EXERCISE DESCRIPTION
Give the listing again exactly as written.

START DATA SUPPLIED

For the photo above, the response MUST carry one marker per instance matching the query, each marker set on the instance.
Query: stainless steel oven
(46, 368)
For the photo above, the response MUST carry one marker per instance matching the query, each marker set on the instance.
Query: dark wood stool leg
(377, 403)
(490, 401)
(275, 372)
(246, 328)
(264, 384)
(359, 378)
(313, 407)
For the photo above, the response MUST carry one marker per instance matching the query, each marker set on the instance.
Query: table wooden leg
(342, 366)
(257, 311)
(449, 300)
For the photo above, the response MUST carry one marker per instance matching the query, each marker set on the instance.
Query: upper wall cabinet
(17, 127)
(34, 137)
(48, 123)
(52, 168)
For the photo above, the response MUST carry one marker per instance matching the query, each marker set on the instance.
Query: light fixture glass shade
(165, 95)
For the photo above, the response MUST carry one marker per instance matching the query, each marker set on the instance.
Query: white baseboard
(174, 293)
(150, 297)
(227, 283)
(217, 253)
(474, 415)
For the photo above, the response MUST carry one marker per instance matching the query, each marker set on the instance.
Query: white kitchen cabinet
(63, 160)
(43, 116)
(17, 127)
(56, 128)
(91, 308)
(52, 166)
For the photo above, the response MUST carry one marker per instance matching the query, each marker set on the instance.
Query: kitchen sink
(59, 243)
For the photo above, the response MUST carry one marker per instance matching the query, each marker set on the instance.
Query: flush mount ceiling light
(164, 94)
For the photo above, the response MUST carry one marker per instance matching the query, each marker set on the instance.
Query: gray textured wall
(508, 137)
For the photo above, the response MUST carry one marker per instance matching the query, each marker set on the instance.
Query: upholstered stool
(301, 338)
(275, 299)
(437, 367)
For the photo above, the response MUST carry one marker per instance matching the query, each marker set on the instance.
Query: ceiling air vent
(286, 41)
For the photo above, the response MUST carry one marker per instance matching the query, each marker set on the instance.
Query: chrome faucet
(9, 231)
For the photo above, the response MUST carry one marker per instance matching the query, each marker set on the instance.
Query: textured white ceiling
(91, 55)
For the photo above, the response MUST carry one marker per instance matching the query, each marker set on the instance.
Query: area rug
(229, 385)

END DATA SUPPLIED

WRITTEN SOLUTION
For the photo above, the response MUST carry one marker per instance matching the query, each marker set on the instance.
Query: stainless steel oven
(46, 368)
For the photo above, the response MUST carry one marker per instance matching the query, each marker set on the instance.
Query: dark wood stool leg
(377, 403)
(490, 401)
(275, 372)
(246, 328)
(264, 384)
(359, 378)
(313, 407)
For the photo above, the response MUST carry one marker per instance matching the query, each marker set on the instance.
Query: table wooden leg
(342, 366)
(257, 311)
(449, 300)
For the photo above, the response MUST carry one marker per instance matching the query, each marker set on the instance.
Query: upper wall cabinet
(17, 127)
(34, 137)
(48, 123)
(52, 168)
For the photo above, the response MUST carry one marker per instance matching the query, each marker set on the instance.
Query: light fixture glass shade
(165, 95)
For the photo above, the response MUST carry one marker per instance matching the query, each marker set on the instance.
Query: white baseboard
(174, 293)
(150, 297)
(227, 283)
(217, 253)
(474, 415)
For the photo above, the response MUST carry one marker per instance matching the query, each marker set on the instance.
Query: white kitchen cabinet
(63, 160)
(43, 116)
(17, 127)
(56, 128)
(91, 308)
(52, 166)
For the photo above, the response MUST carry one marker per instance matching the query, each marker set on the instance.
Query: kitchen sink
(59, 243)
For the photo above, the response MUST carry one marker per instance matching the query, each marker set on the instance.
Query: flush mount ceiling light
(164, 94)
For the photo above, the response MUST carry one marker per instance matching the query, each marker set on the instance.
Query: gray textured wall
(508, 137)
For the photo above, the response MUST carry one marker per instance matching the query, each marker set on the instance.
Query: upholstered stool
(301, 338)
(275, 299)
(437, 367)
For the photo above, the response MUST carry one marker per instance matching the query, each marker set on the instance.
Query: ceiling air vent
(286, 41)
For the photo above, the response MUST carry one marker per instance matching the query, each marker set on the instance.
Query: chrome faucet
(9, 231)
For the photo above, the response MUST carry one marker per instance matching the query, each marker set on the instance.
Query: textured white ceiling
(91, 55)
For the photo above, the response MUST carry one marker per instance matching the query, each marker set on the instance.
Query: area rug
(229, 385)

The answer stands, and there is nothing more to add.